*Job 1*
From the line containing "Objective — one point on each instance of the brass base" through the final line of the listing, inclusive, arrange those listing lines as a JSON list of strings with one string per line, leaving out any blank lines.

*Document extract*
========

When asked, researchers are quite open to these discussions, but see the current situation as confusing. That becomes clear from reading “Opening the book on Open Access – what researchers think” available at https://www.knaw.nl/en/news/publications/opening-the-book-on-open-access). Finally, to find out what researchers think and do one might dive into the data of (disclosure: our own) recent global survey on innovations in scholarly communications. It shows what tools researchers choose for 17 activities, whether they support open access and open science and what they see as the most important development in scholarly communications. Data available at http://101innovations.wordpress.com It contains >10,000 opinions on the most important development in scholarly communication.

Panels on publishing are often included in the annual meetings of scholarly associations, but typically draw small audiences because they are scheduled at the same time as many other sessions. In my experience of being on many such panels, those who show up tend to be graduate students wondering how they can revise their dissertations into first books. Eventually, after participating in many of these sessions, I decided I would participate in the future only if such a panel could be scheduled as a plenary session.

BIONET JOURNAL NOTE. If Scholarly Kitchen can be perceived as having a precursor, is was Bionet.journals.note, which was initiated by a scholarly author, myself, in the 1990s. The blog did not thrive beyond the decade, although it helped contributors like Steve Harnad address important issues. One reason for its decline was that I was too involved with other activities to closely monitor it. Another, perhaps, is that fearing retribution (from funding agencies, publishers, etc.), authors tended to keep their cards close to their chests, so did not easily air their thoughts in this strange new public forum.

Our graduate students and early career faculty are focused on their research and in getting published in whichever academic journals their disciplines consider as a proxy measure for excellence. For these authors they simply don’t have the time and energy to consider anything else–their involvement comes into play when they start to sort out rights and permissions. While always prefacing my statements with “I am not a lawyer and can not give you legal advise” every conversation I’ve had in the last few months has concluded with “you may have a strong fair use case but your publisher will probably require that you get permission anyway and here’s where you’ll need to go if they do.”

========

*Job 2*
Pick up the text on scholarly publishing and communication where it stops, and keep writing it.

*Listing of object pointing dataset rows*
========

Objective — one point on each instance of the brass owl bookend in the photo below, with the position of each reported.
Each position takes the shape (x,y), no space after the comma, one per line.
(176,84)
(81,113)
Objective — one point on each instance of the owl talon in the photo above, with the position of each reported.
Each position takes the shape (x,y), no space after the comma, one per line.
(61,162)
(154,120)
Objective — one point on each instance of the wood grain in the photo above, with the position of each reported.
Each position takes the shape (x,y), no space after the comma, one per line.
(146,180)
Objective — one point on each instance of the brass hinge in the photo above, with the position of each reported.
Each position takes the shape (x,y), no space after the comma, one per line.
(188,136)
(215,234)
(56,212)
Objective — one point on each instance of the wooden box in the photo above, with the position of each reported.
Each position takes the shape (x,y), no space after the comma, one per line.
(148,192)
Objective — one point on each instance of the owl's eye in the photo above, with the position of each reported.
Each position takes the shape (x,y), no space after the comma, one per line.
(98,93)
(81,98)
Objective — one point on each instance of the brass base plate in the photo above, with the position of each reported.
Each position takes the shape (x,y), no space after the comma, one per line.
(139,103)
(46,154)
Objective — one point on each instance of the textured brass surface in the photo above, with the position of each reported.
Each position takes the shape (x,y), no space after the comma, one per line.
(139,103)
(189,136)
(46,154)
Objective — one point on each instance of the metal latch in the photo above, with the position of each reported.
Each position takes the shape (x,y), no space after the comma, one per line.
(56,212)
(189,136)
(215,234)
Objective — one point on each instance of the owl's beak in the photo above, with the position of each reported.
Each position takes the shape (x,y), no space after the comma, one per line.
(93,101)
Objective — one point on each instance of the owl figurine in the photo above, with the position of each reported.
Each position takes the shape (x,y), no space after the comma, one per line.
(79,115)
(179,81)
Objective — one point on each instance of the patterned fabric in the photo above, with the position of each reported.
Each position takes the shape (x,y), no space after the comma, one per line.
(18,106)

========

*Exercise result 1*
[
  "Objective — one point on each instance of the brass base plate in the photo above, with the position of each reported.",
  "Each position takes the shape (x,y), no space after the comma, one per line.",
  "(139,103)",
  "(46,154)",
  "Objective — one point on each instance of the textured brass surface in the photo above, with the position of each reported.",
  "Each position takes the shape (x,y), no space after the comma, one per line.",
  "(139,103)",
  "(189,136)",
  "(46,154)",
  "Objective — one point on each instance of the metal latch in the photo above, with the position of each reported.",
  "Each position takes the shape (x,y), no space after the comma, one per line.",
  "(56,212)",
  "(189,136)",
  "(215,234)",
  "Objective — one point on each instance of the owl's beak in the photo above, with the position of each reported.",
  "Each position takes the shape (x,y), no space after the comma, one per line.",
  "(93,101)",
  "Objective — one point on each instance of the owl figurine in the photo above, with the position of each reported.",
  "Each position takes the shape (x,y), no space after the comma, one per line.",
  "(79,115)",
  "(179,81)",
  "Objective — one point on each instance of the patterned fabric in the photo above, with the position of each reported.",
  "Each position takes the shape (x,y), no space after the comma, one per line.",
  "(18,106)"
]

*Exercise result 2*
I would add a 5th factor to your list of why we don’t hear from authors: They’re too busy and publishing issues are not a priority. Being a researcher is an incredibly difficult job these days. There’s an enormous level of competition for jobs, and because of this, universities pile on an enormous amount of tasks—if you don’t want to/can’t do them, there’s 100 people in line behind you for your job who will. As such, researchers have to be incredibly careful and deliberate in how they spend their time.

Does this activity bring in funding, advance my career (or the careers of my students/postdocs)? If the answer is “no”, then likely you’re not going to spend any time or mental effort on it. It’s not at all surprising that the few researchers active in advocacy are either very early in their careers and free from most of the responsibilities of a professor fighting for tenure, or later in their careers, post-tenure and fairly well set for life. For the majority in the middle, the system is imperfect, but works well enough, so no time needs be wasted trying to tweak it when it could instead be spent doing another experiment or writing another grant.

David – “Does this activity bring in funding, advance my career (or the careers of my students/postdocs)? If the answer is “no”, then likely you’re not going to spend any time or mental effort on it.”

By “this activity” I presume you mean discussing the system, its imperfections and possible improvements. I’d agree. But as regards the system itself, then the answer is most certainly “yes”

So sticking with the car analogy, I guess this would be like having a car that you absolutely depend upon, but choosing not to spend a whole lot of time discussing the engine. That doesn’t mean you don’t want the car to work as well as possible, to be efficient and reasonably affordable to run.

I’m not sure it’s a surprise the number of authors who’re concerned about the journals making articles freely available has gone down. In 2003, that might’ve been the only way for an article to be made available. But in 2016, it’s probably more likely that it’s somewhere like the arXiv, making it largely irrelevant whether the journal is paywalled or not.

I neither know nor care if any of my articles are paywalled on the journals’ websites, since they’re all on astro-ph, meaning whoever wants to read them can, for instance.

The main reason why the voices of authors are so few is because, for most researchers, the only thing that matters is publishing in a high impact factor journal. They are largely forced to live within a culture that proclaims a ‘mission for discovery’, but in practice is mostly a ‘mission for elitism’. And the latter is driven by an addiction to chasing IF status, which is fed by the publishers that sell it to the users.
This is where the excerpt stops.